- _EXCERPTED TEXT_:
Skip to main content

RFC-033: Claim Check Pattern for Large Payloads

Status

Proposed - Design phase, awaiting review

Context

Messaging systems typically have message size limits (NATS: 1MB default, Kafka: 1MB default, Redis: 512MB max). Sending large payloads (videos, images, ML models, datasets) through message queues creates several problems:

  1. Performance Degradation: Large messages slow down message brokers and increase network congestion
  2. Memory Pressure: Brokers must buffer large messages, causing memory issues
  3. Increased Latency: Large message serialization/deserialization adds latency
  4. Size Limits: Hard limits prevent sending certain payloads
  5. Cost: Cloud message brokers charge per GB transferred

The Claim Check Pattern solves this by:

  • Storing large payloads in object storage (S3, MinIO)
  • Sending only a reference (claim check) through the message queue
  • Consumer retrieves payload from object storage using the claim check

This is a standard enterprise integration pattern (EIP) used by Azure Service Bus, AWS EventBridge, and Google Pub/Sub.

Proposal

Add optional Claim Check slot to Producer and Consumer patterns, coordinating through namespace-level requirements.

- _RECORD EXTRACTS_:
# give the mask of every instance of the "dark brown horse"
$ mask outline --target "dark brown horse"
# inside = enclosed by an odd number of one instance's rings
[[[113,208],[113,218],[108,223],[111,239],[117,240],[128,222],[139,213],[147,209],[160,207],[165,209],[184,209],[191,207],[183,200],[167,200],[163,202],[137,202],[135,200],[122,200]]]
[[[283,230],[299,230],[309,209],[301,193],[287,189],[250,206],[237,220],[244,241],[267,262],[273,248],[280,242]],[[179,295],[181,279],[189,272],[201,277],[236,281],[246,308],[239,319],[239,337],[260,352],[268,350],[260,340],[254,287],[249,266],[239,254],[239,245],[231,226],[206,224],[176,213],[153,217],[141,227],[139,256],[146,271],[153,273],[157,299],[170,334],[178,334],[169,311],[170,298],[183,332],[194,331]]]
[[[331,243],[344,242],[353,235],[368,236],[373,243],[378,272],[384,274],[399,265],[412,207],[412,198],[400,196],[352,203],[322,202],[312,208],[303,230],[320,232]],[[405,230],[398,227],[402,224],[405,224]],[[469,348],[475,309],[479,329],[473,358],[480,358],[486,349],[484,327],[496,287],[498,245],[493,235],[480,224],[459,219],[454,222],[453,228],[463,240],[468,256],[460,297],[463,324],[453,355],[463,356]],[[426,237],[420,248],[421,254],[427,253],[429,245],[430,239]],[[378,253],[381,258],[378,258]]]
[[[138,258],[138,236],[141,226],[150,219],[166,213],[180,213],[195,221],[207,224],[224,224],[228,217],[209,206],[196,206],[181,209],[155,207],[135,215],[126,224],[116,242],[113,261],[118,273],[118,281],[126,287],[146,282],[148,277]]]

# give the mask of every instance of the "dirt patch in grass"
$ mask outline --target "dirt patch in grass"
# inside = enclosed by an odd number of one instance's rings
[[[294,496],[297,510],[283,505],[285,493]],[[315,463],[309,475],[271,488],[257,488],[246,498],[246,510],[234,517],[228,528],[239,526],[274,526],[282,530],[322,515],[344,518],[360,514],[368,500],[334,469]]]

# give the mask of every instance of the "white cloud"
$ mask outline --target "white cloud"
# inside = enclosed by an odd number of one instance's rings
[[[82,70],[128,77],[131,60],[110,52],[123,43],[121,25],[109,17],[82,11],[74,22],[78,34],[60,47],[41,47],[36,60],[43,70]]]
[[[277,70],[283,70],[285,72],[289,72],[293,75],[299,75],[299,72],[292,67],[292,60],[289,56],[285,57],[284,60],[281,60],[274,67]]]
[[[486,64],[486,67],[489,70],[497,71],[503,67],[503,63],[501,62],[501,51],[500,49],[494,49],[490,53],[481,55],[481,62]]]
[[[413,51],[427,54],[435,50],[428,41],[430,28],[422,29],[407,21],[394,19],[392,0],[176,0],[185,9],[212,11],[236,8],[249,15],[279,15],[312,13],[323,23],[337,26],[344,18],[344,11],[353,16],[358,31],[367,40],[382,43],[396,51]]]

- _REQUEST 1_: Please update the claim check RFC from "The Claim Check Pattern" to "through namespace-level requirements.", swapping "object storage" for "blob storage".
- _REQUEST 2_: Condense the paragraph of the claim check RFC that begins "Messaging systems typically have" into one shorter sentence that keeps its key facts.
These rows have no connection to the claim check RFC.

- _WRITTEN RESPONSE 1_:
The Claim Check Pattern solves this by:

  • Storing large payloads in blob storage (S3, MinIO)
  • Sending only a reference (claim check) through the message queue
  • Consumer retrieves payload from blob storage using the claim check

This is a standard enterprise integration pattern (EIP) used by Azure Service Bus, AWS EventBridge, and Google Pub/Sub.

Proposal

Add optional Claim Check slot to Producer and Consumer patterns, coordinating through namespace-level requirements.

- _WRITTEN RESPONSE 2_: Messaging systems cap message size (NATS and Kafka default to 1MB, Redis allows up to 512MB), so sending large payloads such as videos, images, ML models, and datasets through queues causes several problems.